Supplied text: Begin
In brief, quantum supremacy has not been achieved, but he still has hopes based on theoretical considerations from 30 years ago, and recent progress in quantum gate fidelity.
And he hints that at some point, researchers might hold back on public announcements, just as 1940 research into fission bombs avoided publishing how to build a bomb.
I think that artificial general super intelligence is potentially a lot more dangerous than quantum computers, and so there would be more reason to hold back on that. Maybe OpenAI or Google or Microsoft is holding back, but I doubt it. They are locked in a high-stakes competition.
He makes this ominous comment:
Similarly, at some point, the people doing detailed estimates of how many physical qubits and gates it’ll take to break actually deployed cryptosystems using Shor’s algorithm are going to stop publishing those estimates, if for no other reason than the risk of giving too much information to adversaries. Indeed, for all we know, that point may have been passed already. This is the clearest warning that I can offer in public right now about the urgency of migrating to post-quantum cryptosystems, a process that I’m grateful is already underway.The US government is migrating to post-quantum cryptosystems, but I don't think those estimates will help any evil-doers. So far, the quantum computers can only factor 15 = 5x3. It will take quantum computers 50 years to crack today's cryptosystems, even if it is possible.
So Scott is demanding a headlong rush into abandoning well proven ciphers and switch to cockamamie "quantum proof" nonsense? One of the foremost cryptographers around, Dan Bernstein, has spoken out about his reservations about these newfangled ciphers, and with good reason. It's foolhardy to rush into changing away from proven systems for the sake of ......exactly WHAT threat??
Supplied text: End
**Task requirements:**
[a] In the passage on quantum computing, which cryptographer is named as having spoken out about reservations over the new ciphers?
[b] Repeat, word for word, the part of the passage on quantum computing that opens with the words containing "And he hints" and closes with "build a bomb.".
Data provided: Begin
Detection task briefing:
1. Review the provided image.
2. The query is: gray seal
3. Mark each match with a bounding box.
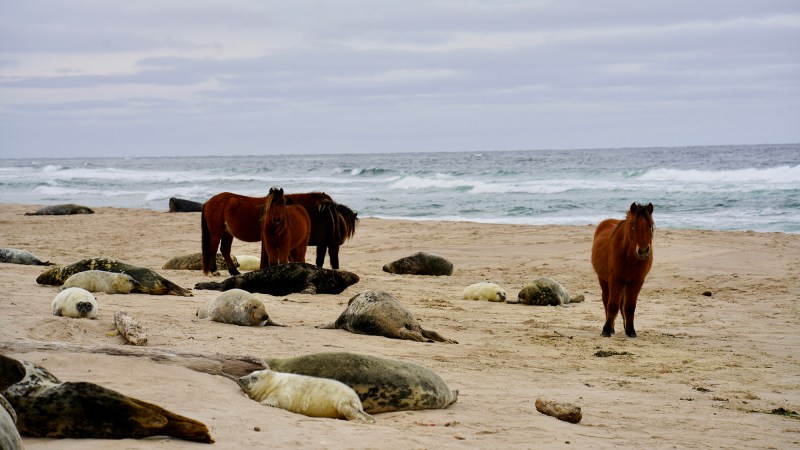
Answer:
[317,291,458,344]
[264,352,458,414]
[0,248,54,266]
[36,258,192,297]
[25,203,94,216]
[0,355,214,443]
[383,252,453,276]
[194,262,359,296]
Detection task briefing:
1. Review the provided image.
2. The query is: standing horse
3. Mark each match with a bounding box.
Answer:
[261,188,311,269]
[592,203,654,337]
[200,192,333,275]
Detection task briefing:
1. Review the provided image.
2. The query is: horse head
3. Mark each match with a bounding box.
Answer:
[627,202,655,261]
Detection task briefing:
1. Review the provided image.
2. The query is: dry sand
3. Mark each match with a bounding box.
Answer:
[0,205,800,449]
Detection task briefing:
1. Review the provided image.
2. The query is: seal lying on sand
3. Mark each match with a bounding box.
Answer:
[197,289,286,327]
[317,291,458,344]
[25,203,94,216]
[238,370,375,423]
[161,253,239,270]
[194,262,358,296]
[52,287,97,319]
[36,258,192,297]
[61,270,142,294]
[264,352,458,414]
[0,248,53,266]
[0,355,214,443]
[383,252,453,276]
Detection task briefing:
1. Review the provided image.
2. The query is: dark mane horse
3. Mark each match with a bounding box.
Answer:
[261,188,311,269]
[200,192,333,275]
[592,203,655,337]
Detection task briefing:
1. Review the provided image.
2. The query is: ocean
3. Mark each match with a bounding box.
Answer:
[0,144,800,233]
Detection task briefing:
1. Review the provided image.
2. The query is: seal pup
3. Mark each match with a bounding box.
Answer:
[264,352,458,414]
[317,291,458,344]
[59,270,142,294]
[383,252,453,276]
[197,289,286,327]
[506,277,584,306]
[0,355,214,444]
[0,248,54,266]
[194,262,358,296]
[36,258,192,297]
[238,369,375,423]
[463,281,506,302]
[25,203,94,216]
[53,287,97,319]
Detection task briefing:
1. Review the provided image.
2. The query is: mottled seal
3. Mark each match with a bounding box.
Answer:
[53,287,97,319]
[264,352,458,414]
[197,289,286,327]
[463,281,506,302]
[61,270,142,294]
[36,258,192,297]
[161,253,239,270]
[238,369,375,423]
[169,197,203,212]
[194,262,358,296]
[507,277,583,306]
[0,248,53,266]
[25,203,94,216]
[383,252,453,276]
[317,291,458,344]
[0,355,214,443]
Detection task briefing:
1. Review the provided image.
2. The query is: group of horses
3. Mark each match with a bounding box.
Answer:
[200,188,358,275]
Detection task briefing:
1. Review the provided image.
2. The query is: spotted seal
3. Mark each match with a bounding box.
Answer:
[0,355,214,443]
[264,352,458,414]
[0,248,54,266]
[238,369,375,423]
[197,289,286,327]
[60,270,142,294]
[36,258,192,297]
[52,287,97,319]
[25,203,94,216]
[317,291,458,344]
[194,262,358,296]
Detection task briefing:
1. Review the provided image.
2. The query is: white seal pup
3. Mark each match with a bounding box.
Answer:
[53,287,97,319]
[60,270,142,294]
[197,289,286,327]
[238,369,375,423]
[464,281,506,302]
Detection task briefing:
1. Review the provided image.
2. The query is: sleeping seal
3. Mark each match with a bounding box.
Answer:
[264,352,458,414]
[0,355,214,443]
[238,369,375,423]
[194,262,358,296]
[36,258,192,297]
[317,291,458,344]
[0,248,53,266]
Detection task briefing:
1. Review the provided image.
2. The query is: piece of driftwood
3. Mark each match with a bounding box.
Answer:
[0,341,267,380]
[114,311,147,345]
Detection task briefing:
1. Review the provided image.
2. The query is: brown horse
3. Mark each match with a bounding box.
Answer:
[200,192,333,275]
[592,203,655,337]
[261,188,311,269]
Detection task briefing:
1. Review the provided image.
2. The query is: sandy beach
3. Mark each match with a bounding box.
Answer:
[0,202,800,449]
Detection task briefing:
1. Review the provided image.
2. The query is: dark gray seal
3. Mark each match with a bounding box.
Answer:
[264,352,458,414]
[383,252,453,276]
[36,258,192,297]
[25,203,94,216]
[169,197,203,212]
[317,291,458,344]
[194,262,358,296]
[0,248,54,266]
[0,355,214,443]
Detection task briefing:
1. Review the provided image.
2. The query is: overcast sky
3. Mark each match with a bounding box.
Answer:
Data provided: End
**Responses by item number:**
[a] Dan Bernstein

[b]
And he hints that at some point, researchers might hold back on public announcements, just as 1940 research into fission bombs avoided publishing how to build a bomb.